[Aim of the exercise]: Reproduce the passage of the fishing report that begins with the words "Thursday's fishing also" and ends after "to 35-pound range.".

The productive areas in more local offshore waters have been the region of the Upper Hidden Bank, the area between the Upper Hidden Bank and the 371 Bank and the area between the Upper Hidden Bank and the 425 Bank. In slightly more distant waters, another productive zone has been the area below the 295 Bank while fishing between 70 and 80 miles 175 degrees from Point Loma.


Fish counts from the past couple of days of fishing start with the New Lo-An out of Point Loma Sportfishing that had a 1.5 day trip return on Thursday morning with 11 anglers catching 4 bluefin tuna. They had some real whoppers aboard with their bluefin weighing 191 pounds, 180 pounds, 170 pounds and 50 pounds.


Thursday's fishing saw Seaforth Sportfishing have the San Diego fishing a full day trip with 18 anglers that caught 12 bluefin tuna and 3 yellowtail. Seaforth Sportfishing reported that their bluefin went to 75 pounds and that they were biting on flat fall jigs, flylined sardines and sardines fished with a sinker. They were suggesting bringing 30- to 40-pound test live bait outfits and 60- to 80-pound jig outfits. An early update from Seaforth Sportfishing about Friday's trip (today's trip) aboard the San Diego is that they have 13 of the 25 to 60 pound bluefin aboard and are still fishing. They are reporting most of the action to be coming on flylined sardines and report that a few have also been caught on flat fall jigs.


Thursday's fishing also saw Fisherman's Landing have the Liberty out fishing a full day trip with 28 anglers that caught 15 bluefin tuna. All their fish were reported to have been caught on flat fall jigs and were reported to have been in the 30- to 35-pound range.


There have been some kelp paddie yellowtail biting for some of the boats fishing the bluefin tuna offshore. The action has been more hit or miss in recent days but when the kelp paddie yellowtail are located, they are mostly in the 4- to 8-pound range.


The bluefin tuna are mostly located by finding sonar marks. There is occasional bluefin action that comes from stopping on a meter mark or a spot of breaking fish as well. Skippers without scanning sonar and without a lot of chum to throw are at a disadvantage in this type of fishing and most private boats fall into this category. This is one of those times when private boaters that do not have scanning sonar and do not have a lot of chumming capacity might want to go out fishing on a sportboat that is equipped with scanning sonar and that has a lot of chumming capacity.


The fishing around the Coronado Islands has been slow for yellowtail with some dirty cold water in the area. The good news from the Coronados is that Thursday's fishing saw improvement in the surface fishing activity with improved numbers of bonito biting. The Mission Belle out of Point Loma Sportfishing fished a full day trip to the Coronados on Thursday, April 26, 2018 and had a full day trip with 21 anglers catch 105 reds, 44 bonito, 12 rockfish, 8 whitefish, 1 lingcod and 10 salmon grouper.

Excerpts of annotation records
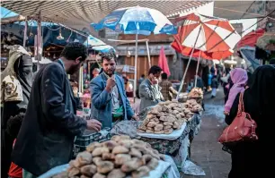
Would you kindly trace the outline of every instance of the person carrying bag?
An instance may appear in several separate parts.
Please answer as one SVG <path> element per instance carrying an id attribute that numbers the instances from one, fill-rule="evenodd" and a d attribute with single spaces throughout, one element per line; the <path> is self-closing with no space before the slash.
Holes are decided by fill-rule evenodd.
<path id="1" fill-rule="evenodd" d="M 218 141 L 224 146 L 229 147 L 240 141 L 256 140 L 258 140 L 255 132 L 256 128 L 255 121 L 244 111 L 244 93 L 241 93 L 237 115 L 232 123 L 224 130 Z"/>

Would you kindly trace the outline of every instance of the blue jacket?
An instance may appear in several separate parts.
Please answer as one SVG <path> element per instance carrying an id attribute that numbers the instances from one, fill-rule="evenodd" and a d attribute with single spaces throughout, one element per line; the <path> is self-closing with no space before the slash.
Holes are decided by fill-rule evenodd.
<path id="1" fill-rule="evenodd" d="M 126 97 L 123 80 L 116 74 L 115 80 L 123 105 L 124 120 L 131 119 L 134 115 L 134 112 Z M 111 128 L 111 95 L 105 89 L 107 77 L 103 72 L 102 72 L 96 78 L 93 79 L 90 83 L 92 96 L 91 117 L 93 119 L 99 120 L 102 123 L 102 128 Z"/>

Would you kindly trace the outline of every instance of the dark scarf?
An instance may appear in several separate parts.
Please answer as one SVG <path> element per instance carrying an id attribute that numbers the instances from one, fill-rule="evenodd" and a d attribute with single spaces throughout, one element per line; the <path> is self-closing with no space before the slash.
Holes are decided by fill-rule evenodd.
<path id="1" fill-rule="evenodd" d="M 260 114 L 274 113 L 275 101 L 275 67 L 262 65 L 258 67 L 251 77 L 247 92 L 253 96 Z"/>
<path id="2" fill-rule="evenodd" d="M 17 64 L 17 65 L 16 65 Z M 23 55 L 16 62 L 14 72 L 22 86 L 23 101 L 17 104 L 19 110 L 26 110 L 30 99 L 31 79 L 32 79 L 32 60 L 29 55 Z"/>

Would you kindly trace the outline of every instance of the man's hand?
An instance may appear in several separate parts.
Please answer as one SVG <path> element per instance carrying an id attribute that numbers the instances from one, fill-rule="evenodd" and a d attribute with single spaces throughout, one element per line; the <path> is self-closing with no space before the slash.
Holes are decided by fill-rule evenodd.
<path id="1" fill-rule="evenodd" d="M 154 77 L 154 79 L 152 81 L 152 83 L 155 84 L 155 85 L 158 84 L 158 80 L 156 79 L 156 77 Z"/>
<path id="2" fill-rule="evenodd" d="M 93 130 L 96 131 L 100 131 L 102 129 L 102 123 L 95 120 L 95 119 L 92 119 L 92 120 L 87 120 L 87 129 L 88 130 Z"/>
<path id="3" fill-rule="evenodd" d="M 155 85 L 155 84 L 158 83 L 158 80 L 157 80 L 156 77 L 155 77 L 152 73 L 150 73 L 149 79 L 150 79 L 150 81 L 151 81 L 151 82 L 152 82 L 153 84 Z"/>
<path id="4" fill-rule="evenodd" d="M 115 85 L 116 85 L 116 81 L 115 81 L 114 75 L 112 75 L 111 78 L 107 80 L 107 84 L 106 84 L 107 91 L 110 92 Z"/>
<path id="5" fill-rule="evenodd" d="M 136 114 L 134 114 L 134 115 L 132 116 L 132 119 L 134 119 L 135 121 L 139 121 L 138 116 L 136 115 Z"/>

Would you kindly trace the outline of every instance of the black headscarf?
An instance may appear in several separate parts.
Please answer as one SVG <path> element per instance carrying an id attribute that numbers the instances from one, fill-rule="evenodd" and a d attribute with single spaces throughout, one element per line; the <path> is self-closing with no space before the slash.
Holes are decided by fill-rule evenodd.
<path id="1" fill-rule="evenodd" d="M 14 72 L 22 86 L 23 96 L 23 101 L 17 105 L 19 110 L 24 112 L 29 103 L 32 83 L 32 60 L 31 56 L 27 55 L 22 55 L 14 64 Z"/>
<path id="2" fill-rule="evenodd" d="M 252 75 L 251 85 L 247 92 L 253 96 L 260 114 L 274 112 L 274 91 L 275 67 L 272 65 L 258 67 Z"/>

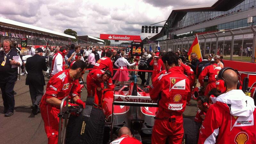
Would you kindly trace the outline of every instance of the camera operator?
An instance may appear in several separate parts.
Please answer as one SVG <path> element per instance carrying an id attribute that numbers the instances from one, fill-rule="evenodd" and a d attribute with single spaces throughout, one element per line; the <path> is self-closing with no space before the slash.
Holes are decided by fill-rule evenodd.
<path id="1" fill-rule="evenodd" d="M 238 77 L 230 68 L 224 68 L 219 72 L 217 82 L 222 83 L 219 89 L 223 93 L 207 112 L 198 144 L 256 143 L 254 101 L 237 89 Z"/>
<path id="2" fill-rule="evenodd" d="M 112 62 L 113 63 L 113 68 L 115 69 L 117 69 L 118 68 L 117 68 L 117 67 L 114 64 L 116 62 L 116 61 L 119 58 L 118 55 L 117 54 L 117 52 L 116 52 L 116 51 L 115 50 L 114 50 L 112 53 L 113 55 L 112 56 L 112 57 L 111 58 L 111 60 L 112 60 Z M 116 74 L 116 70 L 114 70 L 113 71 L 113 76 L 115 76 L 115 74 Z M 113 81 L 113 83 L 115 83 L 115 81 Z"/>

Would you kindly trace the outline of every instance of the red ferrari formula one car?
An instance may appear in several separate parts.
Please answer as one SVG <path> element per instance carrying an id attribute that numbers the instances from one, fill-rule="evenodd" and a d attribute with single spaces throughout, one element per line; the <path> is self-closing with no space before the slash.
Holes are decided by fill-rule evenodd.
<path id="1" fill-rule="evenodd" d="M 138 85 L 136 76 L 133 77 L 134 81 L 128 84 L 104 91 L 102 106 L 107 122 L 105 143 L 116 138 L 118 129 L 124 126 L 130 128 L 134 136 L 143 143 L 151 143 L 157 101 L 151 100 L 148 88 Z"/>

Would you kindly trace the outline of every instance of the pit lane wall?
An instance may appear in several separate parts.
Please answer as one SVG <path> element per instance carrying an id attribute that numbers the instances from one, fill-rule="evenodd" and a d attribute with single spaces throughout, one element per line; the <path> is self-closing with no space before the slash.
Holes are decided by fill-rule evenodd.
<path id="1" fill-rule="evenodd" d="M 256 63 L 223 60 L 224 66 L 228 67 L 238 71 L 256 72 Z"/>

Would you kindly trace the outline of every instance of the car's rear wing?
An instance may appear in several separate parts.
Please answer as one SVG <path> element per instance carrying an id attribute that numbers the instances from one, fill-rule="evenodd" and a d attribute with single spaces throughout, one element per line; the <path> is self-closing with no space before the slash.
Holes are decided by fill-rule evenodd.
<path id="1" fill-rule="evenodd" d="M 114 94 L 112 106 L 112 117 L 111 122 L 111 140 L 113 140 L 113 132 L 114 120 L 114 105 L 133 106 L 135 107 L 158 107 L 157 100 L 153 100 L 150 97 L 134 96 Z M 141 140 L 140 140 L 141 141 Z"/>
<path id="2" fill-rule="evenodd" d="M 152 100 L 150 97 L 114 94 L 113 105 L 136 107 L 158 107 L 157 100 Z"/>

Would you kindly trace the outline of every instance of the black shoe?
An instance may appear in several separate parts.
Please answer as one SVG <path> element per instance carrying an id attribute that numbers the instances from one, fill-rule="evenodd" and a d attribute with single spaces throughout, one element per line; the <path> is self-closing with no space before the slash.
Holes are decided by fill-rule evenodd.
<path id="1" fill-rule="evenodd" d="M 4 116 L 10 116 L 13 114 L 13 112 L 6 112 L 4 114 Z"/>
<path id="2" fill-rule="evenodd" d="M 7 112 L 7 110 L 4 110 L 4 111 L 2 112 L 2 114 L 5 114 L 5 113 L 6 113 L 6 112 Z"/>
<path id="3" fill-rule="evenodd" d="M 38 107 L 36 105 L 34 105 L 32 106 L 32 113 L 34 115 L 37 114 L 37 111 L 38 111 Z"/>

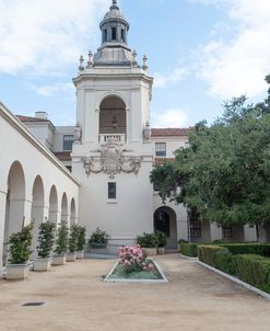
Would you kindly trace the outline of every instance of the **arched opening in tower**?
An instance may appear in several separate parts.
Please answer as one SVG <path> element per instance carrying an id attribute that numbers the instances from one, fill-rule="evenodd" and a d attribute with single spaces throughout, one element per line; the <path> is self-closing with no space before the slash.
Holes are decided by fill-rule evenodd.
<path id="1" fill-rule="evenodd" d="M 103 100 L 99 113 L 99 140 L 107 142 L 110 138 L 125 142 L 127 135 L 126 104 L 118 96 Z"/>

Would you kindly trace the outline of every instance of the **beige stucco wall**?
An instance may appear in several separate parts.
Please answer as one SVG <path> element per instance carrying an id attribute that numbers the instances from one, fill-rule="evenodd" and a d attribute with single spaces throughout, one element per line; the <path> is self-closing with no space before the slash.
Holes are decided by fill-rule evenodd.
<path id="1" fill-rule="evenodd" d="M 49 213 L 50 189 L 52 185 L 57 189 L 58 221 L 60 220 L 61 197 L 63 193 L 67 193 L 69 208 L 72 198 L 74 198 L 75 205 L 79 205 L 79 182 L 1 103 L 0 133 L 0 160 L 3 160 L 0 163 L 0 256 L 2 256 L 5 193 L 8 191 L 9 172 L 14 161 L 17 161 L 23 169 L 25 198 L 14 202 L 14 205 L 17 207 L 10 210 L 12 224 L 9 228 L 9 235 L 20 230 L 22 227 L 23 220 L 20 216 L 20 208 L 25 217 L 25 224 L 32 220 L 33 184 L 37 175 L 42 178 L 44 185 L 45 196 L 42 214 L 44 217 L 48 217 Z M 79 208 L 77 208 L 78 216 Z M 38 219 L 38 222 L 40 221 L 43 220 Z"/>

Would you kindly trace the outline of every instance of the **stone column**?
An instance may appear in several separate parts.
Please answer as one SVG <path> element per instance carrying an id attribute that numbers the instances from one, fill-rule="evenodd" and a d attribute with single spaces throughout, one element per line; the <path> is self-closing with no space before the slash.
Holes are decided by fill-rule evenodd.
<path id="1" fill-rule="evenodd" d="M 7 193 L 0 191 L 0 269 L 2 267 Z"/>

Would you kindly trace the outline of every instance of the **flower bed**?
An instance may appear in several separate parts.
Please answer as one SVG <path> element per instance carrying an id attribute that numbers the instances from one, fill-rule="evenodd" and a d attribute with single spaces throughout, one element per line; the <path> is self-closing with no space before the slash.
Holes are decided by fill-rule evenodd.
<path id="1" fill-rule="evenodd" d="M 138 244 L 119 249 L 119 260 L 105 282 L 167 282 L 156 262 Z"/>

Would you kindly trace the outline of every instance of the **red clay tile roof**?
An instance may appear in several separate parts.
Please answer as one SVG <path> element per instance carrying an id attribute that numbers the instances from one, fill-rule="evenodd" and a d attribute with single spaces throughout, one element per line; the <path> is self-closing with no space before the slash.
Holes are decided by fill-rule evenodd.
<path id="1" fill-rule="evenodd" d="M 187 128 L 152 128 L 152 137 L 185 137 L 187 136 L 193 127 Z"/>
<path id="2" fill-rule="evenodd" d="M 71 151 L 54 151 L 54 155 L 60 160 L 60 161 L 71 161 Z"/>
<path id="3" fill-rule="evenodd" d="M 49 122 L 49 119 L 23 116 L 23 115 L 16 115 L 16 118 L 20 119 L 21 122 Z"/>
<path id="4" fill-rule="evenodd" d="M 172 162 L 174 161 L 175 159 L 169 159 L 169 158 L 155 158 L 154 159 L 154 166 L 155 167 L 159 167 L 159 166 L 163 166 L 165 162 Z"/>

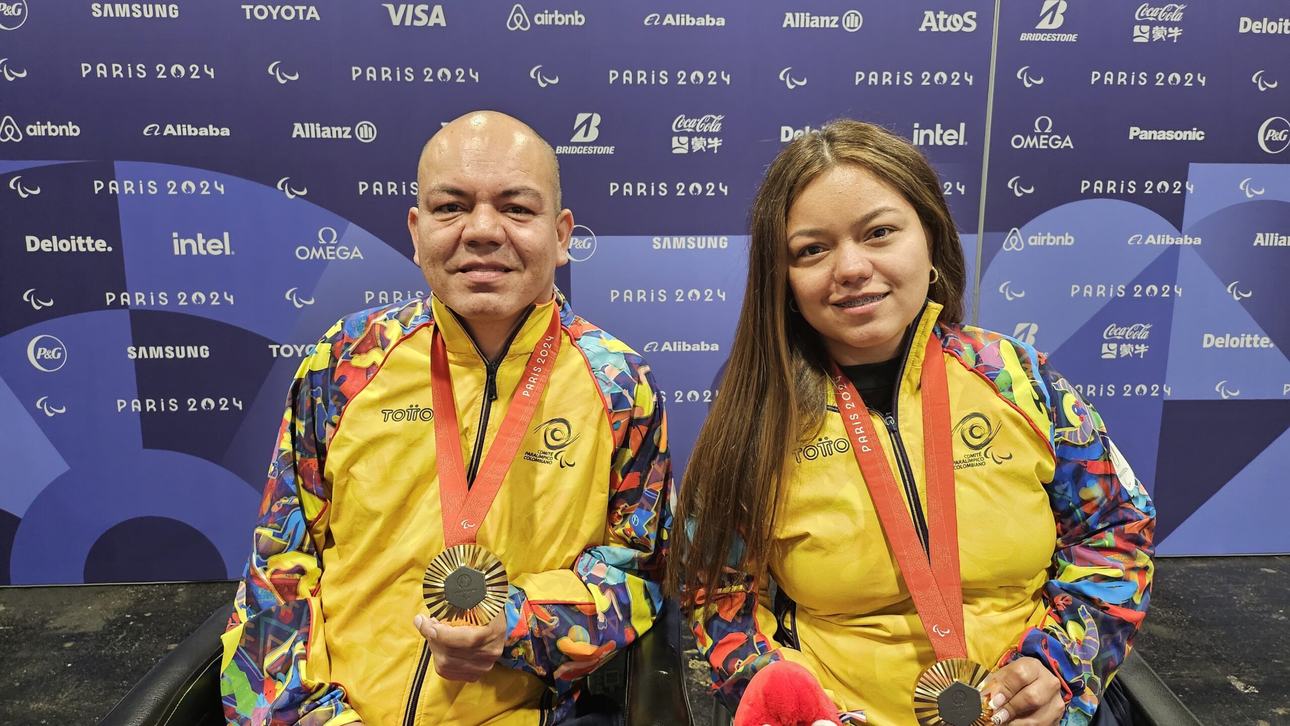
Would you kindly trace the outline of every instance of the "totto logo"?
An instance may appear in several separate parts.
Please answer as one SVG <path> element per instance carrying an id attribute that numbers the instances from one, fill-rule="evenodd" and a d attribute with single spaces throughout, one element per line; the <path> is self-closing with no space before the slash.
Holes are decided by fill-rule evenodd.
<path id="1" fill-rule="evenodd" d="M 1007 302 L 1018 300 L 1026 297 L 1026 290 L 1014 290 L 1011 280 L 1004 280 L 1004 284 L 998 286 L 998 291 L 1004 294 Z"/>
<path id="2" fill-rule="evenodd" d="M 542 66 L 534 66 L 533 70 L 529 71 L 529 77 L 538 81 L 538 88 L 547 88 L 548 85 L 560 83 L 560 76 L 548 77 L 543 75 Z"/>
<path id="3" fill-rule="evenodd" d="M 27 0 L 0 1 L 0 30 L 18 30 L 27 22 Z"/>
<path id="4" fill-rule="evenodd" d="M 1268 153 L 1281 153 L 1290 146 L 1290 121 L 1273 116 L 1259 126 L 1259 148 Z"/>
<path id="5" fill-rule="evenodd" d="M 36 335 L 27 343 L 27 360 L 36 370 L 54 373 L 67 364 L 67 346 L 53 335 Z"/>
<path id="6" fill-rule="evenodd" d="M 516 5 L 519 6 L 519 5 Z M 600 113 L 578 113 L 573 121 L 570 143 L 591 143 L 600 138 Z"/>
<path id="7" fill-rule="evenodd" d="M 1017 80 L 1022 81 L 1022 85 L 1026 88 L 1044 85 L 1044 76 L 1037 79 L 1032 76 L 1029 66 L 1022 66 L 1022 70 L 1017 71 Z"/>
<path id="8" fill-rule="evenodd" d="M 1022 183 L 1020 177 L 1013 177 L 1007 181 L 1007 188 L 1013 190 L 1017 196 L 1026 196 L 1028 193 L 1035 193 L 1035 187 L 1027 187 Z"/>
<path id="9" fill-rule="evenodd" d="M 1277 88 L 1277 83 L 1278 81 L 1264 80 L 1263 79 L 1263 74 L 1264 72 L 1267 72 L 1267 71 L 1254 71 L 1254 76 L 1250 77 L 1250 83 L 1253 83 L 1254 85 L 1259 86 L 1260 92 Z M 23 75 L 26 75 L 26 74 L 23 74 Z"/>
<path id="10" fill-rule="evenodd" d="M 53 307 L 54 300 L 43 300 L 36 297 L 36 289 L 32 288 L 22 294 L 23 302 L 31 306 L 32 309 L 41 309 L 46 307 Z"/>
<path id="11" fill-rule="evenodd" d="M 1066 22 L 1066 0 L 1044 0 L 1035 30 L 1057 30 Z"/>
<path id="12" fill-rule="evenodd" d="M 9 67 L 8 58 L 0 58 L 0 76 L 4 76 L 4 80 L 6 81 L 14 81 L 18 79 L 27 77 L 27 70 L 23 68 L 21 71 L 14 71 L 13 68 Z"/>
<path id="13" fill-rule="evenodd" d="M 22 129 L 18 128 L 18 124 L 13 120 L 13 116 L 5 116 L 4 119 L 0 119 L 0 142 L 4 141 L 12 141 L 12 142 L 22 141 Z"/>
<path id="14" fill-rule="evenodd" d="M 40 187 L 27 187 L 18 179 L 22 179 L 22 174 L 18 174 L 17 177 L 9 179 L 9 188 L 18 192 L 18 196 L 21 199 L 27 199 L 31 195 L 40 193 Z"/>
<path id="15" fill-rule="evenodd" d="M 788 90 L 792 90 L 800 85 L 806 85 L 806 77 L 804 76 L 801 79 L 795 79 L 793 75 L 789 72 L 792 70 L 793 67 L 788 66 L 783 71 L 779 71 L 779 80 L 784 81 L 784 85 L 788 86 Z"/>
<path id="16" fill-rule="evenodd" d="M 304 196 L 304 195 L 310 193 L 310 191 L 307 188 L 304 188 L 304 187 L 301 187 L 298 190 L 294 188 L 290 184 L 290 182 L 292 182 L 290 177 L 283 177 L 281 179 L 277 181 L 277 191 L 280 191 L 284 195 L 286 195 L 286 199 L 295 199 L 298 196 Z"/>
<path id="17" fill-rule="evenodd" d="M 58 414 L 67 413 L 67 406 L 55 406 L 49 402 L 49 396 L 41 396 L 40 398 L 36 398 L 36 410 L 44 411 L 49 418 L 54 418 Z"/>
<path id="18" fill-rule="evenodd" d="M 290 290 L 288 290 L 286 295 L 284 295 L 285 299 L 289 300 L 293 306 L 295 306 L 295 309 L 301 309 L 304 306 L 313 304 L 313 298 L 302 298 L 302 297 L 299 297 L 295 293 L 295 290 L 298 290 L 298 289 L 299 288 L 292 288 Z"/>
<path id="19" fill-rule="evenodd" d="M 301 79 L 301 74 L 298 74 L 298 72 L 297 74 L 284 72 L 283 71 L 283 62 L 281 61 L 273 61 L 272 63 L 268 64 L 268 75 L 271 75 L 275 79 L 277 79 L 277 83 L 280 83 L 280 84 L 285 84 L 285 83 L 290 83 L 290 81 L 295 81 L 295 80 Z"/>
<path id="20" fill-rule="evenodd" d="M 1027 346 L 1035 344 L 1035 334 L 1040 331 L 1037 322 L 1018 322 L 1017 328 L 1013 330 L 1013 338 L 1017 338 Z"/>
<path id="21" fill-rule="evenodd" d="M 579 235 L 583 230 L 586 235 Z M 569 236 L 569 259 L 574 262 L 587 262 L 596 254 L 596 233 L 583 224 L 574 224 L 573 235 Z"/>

[Completed exercise]:
Thursday's fishing also saw Fisherman's Landing have the Liberty out fishing a full day trip with 28 anglers that caught 15 bluefin tuna. All their fish were reported to have been caught on flat fall jigs and were reported to have been in the 30- to 35-pound range.